◆ **Problem**
Each entry below is to be transcribed exactly.

◆ **Input**
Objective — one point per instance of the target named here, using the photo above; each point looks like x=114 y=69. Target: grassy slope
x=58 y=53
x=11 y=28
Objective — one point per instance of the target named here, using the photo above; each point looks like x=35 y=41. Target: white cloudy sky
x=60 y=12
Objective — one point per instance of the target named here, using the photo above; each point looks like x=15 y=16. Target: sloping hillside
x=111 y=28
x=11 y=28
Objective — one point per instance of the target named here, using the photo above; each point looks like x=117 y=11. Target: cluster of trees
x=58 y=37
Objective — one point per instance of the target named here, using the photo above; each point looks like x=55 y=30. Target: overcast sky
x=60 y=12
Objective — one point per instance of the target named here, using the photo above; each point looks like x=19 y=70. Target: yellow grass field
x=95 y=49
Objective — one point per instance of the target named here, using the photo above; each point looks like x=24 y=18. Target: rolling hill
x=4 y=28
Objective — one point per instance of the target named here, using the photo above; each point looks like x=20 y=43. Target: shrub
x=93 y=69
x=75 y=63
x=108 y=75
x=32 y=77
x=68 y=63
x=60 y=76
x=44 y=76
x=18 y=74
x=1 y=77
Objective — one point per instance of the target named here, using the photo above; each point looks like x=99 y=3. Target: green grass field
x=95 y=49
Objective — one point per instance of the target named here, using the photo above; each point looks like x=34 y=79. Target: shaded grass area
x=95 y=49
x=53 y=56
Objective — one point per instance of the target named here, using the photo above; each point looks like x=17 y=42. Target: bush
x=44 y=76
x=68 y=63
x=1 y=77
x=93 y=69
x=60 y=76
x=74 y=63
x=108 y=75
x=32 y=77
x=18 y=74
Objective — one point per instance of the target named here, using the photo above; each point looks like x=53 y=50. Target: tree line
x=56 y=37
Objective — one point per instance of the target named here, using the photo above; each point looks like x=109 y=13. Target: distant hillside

◆ **Task solution**
Objective — one point per instance of the target named here, using the photo above; each point looks like x=114 y=69. Target: grassy slope
x=58 y=53
x=11 y=28
Objective — one point per instance of the target named here, using the photo above; each point looks like x=35 y=41. Target: white cloudy sky
x=60 y=12
Objective — one point per instance of the target named here, using the photo above; each point looks like x=15 y=16. Target: sloping hillside
x=111 y=28
x=11 y=28
Objective — one point per instance of the target named here, using the photo above; each point looks like x=117 y=11. Target: cluster of trees
x=58 y=37
Objective — one point per instance of the target named here, using the photo above; each point looks like x=55 y=30. Target: overcast sky
x=60 y=12
Objective — one point per instance of the target named here, using the photo above; each point looks like x=19 y=70. Target: yellow grass field
x=95 y=49
Objective — one point per instance of the target named here, using the photo above; each point looks like x=24 y=18. Target: rolling hill
x=4 y=28
Objective — one point per instance of the target named here, using the photo above; each point looks like x=20 y=43. Target: shrub
x=93 y=69
x=75 y=63
x=108 y=75
x=32 y=77
x=68 y=63
x=60 y=76
x=44 y=76
x=18 y=74
x=1 y=77
Objective — one point per instance of the target named here, using the photo above; each point looks like x=99 y=3. Target: green grass field
x=95 y=49
Objective — one point per instance of the target named here, using the photo above; each point looks like x=34 y=79. Target: shaded grass area
x=95 y=49
x=53 y=56
Objective — one point per instance of the target named here, using the photo above; each point looks like x=17 y=42. Target: bush
x=44 y=76
x=68 y=63
x=1 y=77
x=93 y=69
x=60 y=76
x=74 y=63
x=108 y=75
x=32 y=77
x=18 y=74
Objective — one point per instance of the target named here, using the photo above; each point looks like x=53 y=50. Target: tree line
x=56 y=37
Objective — one point per instance of the target named here, using the photo above; each point looks like x=109 y=13. Target: distant hillside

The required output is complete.